**Dataset rows:**

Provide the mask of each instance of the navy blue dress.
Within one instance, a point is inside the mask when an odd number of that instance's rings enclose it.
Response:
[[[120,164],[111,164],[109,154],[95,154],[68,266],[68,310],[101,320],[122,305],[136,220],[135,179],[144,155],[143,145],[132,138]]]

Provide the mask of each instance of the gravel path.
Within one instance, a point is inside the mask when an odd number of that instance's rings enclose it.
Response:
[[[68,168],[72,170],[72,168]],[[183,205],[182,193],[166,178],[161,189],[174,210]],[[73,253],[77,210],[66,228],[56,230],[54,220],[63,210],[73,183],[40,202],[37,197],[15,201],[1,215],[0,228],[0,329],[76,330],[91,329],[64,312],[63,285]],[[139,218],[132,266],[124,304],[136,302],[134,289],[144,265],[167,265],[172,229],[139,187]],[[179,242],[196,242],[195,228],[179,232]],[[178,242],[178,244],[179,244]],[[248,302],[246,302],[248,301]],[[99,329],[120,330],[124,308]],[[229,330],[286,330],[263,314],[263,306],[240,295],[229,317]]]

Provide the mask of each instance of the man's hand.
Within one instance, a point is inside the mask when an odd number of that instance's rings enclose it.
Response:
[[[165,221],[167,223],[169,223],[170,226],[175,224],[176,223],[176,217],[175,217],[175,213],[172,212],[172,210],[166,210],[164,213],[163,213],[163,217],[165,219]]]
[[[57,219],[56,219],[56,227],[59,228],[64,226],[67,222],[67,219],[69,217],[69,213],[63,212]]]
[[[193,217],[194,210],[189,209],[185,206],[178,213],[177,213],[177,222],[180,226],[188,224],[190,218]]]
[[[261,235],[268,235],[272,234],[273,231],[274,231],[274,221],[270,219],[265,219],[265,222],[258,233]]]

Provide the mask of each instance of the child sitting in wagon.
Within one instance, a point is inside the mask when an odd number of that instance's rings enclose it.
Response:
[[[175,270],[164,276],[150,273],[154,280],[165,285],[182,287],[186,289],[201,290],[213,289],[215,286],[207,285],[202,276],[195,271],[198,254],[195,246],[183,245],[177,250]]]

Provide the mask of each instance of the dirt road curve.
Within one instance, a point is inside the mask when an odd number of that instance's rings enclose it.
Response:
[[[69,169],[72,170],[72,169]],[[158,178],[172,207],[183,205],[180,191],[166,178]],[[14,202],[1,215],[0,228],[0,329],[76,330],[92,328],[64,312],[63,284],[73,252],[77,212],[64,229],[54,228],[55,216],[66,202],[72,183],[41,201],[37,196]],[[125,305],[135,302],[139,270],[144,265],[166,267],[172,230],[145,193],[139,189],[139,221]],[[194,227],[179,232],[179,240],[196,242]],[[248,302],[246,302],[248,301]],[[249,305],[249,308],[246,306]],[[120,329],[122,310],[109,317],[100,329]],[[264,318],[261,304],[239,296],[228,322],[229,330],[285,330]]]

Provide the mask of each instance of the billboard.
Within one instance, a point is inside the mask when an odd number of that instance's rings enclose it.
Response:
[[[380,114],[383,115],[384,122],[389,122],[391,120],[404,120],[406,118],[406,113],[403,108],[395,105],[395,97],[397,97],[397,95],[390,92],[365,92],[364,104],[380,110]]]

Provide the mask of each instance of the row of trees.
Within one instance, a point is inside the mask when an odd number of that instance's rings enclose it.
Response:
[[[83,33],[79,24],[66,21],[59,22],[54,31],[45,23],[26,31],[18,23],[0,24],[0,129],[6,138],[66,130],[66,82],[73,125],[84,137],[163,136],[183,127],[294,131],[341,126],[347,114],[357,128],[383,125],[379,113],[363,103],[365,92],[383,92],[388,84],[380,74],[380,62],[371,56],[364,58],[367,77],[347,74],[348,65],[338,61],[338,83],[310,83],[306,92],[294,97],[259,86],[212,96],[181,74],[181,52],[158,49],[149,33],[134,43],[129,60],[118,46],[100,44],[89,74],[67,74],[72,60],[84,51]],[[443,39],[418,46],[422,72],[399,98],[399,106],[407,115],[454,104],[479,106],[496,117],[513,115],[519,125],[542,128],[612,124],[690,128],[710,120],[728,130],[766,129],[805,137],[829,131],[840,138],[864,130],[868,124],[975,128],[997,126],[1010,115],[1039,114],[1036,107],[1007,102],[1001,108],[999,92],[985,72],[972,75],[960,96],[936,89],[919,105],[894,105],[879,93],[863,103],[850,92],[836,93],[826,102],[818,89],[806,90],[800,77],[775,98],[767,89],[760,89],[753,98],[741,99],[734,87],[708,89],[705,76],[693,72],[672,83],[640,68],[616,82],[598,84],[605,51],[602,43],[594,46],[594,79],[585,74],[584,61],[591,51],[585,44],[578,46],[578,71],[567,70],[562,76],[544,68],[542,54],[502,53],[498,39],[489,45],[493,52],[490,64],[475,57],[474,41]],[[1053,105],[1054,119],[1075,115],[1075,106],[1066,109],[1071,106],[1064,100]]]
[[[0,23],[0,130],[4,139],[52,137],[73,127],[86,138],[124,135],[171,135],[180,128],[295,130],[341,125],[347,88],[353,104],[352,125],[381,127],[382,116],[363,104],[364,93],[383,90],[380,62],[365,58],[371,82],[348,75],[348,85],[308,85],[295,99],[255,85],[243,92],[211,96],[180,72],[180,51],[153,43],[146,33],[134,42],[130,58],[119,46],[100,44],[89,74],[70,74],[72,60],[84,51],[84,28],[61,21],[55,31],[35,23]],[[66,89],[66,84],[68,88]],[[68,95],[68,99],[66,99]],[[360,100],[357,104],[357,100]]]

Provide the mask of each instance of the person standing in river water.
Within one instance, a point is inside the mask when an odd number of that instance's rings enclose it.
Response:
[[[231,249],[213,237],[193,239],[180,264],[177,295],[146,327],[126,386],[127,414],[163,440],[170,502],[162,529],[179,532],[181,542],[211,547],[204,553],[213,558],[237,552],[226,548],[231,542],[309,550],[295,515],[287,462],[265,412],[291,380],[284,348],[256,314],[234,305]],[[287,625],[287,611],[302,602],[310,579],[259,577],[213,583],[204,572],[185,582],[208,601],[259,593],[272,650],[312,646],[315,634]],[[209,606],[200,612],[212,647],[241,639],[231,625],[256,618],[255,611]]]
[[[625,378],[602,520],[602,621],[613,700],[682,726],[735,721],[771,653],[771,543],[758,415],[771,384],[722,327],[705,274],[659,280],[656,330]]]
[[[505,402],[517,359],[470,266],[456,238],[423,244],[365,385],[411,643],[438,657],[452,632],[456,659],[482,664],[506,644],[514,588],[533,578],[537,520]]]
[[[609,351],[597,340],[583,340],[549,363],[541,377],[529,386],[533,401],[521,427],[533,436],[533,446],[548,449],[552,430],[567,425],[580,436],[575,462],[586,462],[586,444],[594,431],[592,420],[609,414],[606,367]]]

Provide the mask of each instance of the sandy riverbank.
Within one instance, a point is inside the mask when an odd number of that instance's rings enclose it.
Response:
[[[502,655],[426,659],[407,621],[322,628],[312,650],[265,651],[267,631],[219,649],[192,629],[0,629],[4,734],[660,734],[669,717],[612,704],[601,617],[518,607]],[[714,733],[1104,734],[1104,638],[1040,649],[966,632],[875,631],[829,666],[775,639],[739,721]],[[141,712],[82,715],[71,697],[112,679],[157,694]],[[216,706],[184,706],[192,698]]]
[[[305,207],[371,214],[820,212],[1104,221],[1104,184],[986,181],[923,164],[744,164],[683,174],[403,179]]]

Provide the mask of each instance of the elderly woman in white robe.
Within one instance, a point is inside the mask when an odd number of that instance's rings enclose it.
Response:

**Task instructions:** Reproduce all of the material above word for word, keeping every line in its original order.

**Finished exercise:**
Provide the mask of each instance of the navy blue dress.
Within one instance, a point is inside the mask when an odd number of that instance's rings enclose it.
Response:
[[[120,164],[111,164],[109,154],[95,154],[68,266],[68,310],[101,320],[122,305],[136,220],[135,179],[144,155],[143,145],[132,138]]]

Provide the mask of each instance of the gravel path.
Within one instance, a point is inside the mask when an odd number of that instance's rings enclose it.
Response:
[[[68,168],[72,170],[72,168]],[[183,205],[182,193],[166,178],[161,189],[174,210]],[[73,253],[77,210],[66,228],[56,230],[54,220],[63,210],[73,183],[40,202],[37,197],[15,201],[1,215],[0,228],[0,329],[76,330],[91,329],[64,312],[63,285]],[[139,218],[132,266],[124,304],[136,302],[134,289],[144,265],[167,265],[172,229],[139,187]],[[179,242],[196,242],[195,228],[179,232]],[[178,242],[178,244],[179,244]],[[248,302],[246,302],[248,301]],[[99,329],[120,330],[124,308]],[[229,330],[286,330],[263,314],[263,306],[240,295],[229,317]]]

Provide the mask of each instance of the man's hand.
Within one instance, a point is inside the mask when an odd number of that instance's rings enclose it.
Response:
[[[165,221],[167,223],[169,223],[170,226],[175,224],[176,223],[176,217],[175,217],[175,213],[172,212],[172,210],[166,210],[164,213],[163,213],[163,217],[165,219]]]
[[[57,219],[56,219],[56,227],[59,228],[64,226],[67,222],[67,219],[69,217],[69,213],[63,212]]]
[[[193,217],[194,210],[189,209],[185,206],[178,213],[177,213],[177,222],[180,226],[188,224],[190,218]]]
[[[261,235],[268,235],[272,234],[273,231],[274,231],[274,221],[270,219],[265,219],[265,222],[258,233]]]

Provide the mask of each instance of the child sitting in wagon.
Within one instance, a point is inside the mask when an odd number of that instance's rings enclose it.
Response:
[[[175,270],[164,276],[150,273],[154,280],[165,285],[182,287],[186,289],[201,290],[213,289],[215,286],[207,285],[202,276],[195,271],[198,254],[195,246],[183,245],[177,250]]]

Provide the mask of each instance of the dirt road curve.
Within one instance, a point is inside the mask when an odd number of that instance's rings enclose it.
Response:
[[[69,169],[72,170],[72,169]],[[158,178],[172,207],[183,205],[180,191],[166,178]],[[14,202],[1,215],[0,228],[0,329],[76,330],[92,328],[64,312],[63,284],[73,252],[77,212],[64,229],[54,228],[55,216],[66,202],[72,183],[41,201],[37,196]],[[125,305],[135,302],[139,270],[144,265],[166,267],[172,230],[145,193],[139,189],[139,221]],[[194,227],[179,232],[179,240],[196,242]],[[248,302],[246,302],[248,301]],[[249,305],[249,308],[246,306]],[[120,329],[122,310],[109,317],[100,329]],[[264,318],[261,304],[239,296],[228,322],[229,330],[285,330]]]

Provide the mask of each instance of the billboard.
Within one instance, a point is inside the mask when an odd number of that instance's rings enclose it.
Response:
[[[380,114],[383,115],[384,122],[389,122],[391,120],[404,120],[406,118],[406,113],[403,108],[395,105],[395,97],[397,97],[397,95],[390,92],[365,92],[364,104],[380,110]]]

Provide the mask of each instance of the row of trees.
Within one instance, a point is inside the mask when an odd number of that instance's rings enclose it.
Response:
[[[83,33],[79,24],[66,21],[59,22],[54,31],[45,23],[26,31],[18,23],[0,24],[0,129],[6,138],[66,130],[66,82],[73,125],[84,137],[163,136],[183,127],[294,131],[341,126],[347,114],[357,128],[383,125],[379,113],[363,103],[365,92],[383,92],[388,84],[380,74],[380,62],[371,56],[364,58],[367,77],[347,74],[348,65],[338,61],[338,83],[310,83],[306,92],[294,97],[259,86],[212,96],[181,74],[181,52],[158,49],[149,33],[134,43],[129,60],[118,46],[100,44],[89,74],[67,74],[72,60],[84,51]],[[443,39],[418,46],[422,72],[399,98],[399,106],[407,115],[454,104],[479,106],[496,117],[513,115],[519,125],[542,128],[612,124],[690,128],[710,120],[728,130],[766,129],[805,137],[829,131],[840,138],[864,130],[868,124],[975,128],[997,126],[1010,115],[1039,114],[1036,107],[1007,102],[1001,108],[999,92],[985,72],[972,75],[960,96],[936,89],[919,105],[894,105],[879,93],[863,103],[850,92],[836,93],[826,102],[818,89],[806,90],[800,77],[775,98],[767,89],[760,89],[753,98],[741,99],[734,87],[708,89],[705,76],[693,72],[672,83],[640,68],[616,82],[598,84],[605,51],[602,43],[594,46],[594,79],[585,74],[584,61],[591,51],[585,44],[578,46],[578,71],[567,70],[562,76],[544,68],[542,54],[502,53],[498,39],[489,45],[493,52],[490,64],[475,57],[474,41]],[[1053,105],[1054,119],[1075,115],[1075,106],[1066,109],[1071,106],[1064,100]]]
[[[0,23],[0,130],[4,139],[52,137],[73,127],[86,138],[124,135],[171,135],[180,128],[295,130],[341,125],[347,88],[353,104],[352,125],[381,127],[382,116],[363,104],[364,93],[383,90],[380,62],[365,58],[371,82],[348,75],[348,85],[308,85],[295,99],[255,85],[243,92],[211,96],[180,72],[180,51],[153,43],[146,33],[134,42],[130,58],[119,46],[100,44],[89,74],[70,74],[72,60],[84,51],[84,28],[61,21],[55,31],[35,23]],[[66,89],[66,84],[68,88]],[[68,95],[68,99],[66,99]],[[360,100],[357,104],[357,100]]]

Provide the mask of each instance of the person standing in river water.
Within one instance, a point is inside the mask when an odd number of that instance's rings enclose it.
Response:
[[[231,249],[213,237],[193,239],[180,264],[177,295],[146,327],[126,386],[127,414],[163,440],[170,502],[162,529],[179,532],[181,542],[211,547],[204,553],[213,558],[237,552],[226,548],[231,542],[309,550],[295,515],[287,462],[265,412],[291,380],[284,348],[256,314],[234,305]],[[287,625],[287,611],[302,602],[310,579],[259,577],[213,583],[204,572],[185,582],[208,601],[259,593],[272,650],[312,646],[315,634]],[[209,606],[200,612],[212,647],[241,639],[231,625],[256,618],[255,611]]]
[[[625,378],[602,520],[602,621],[613,700],[682,726],[735,721],[771,653],[771,543],[758,415],[771,384],[722,327],[705,274],[659,280],[656,330]]]
[[[505,402],[517,359],[470,266],[456,238],[423,244],[365,385],[411,643],[438,657],[452,632],[456,659],[482,664],[506,644],[514,588],[533,578],[537,520]]]
[[[609,351],[597,340],[583,340],[549,363],[541,377],[529,386],[533,401],[521,427],[533,436],[533,446],[548,449],[552,430],[567,425],[580,436],[575,462],[586,462],[586,444],[594,431],[592,420],[609,414],[606,367]]]

Provide the mask of each instance of the sandy riverbank.
Within one instance, a point is inside the mask when an odd number of that instance's rings enclose it.
Response:
[[[502,655],[426,659],[407,621],[322,628],[312,650],[265,651],[267,631],[219,649],[192,629],[0,629],[4,734],[660,734],[669,717],[612,704],[601,617],[518,607]],[[714,733],[1104,734],[1104,638],[1040,649],[966,632],[875,631],[829,666],[775,639],[739,721]],[[141,712],[82,715],[71,697],[112,679],[157,694]],[[216,706],[184,706],[192,698]]]
[[[305,207],[371,214],[820,212],[1104,221],[1104,184],[986,181],[923,164],[744,164],[683,174],[403,179]]]

Provide the mask of each instance of the elderly woman in white robe.
Within one instance, a point is inside the mask when an odd number of that instance's rings enclose it.
Response:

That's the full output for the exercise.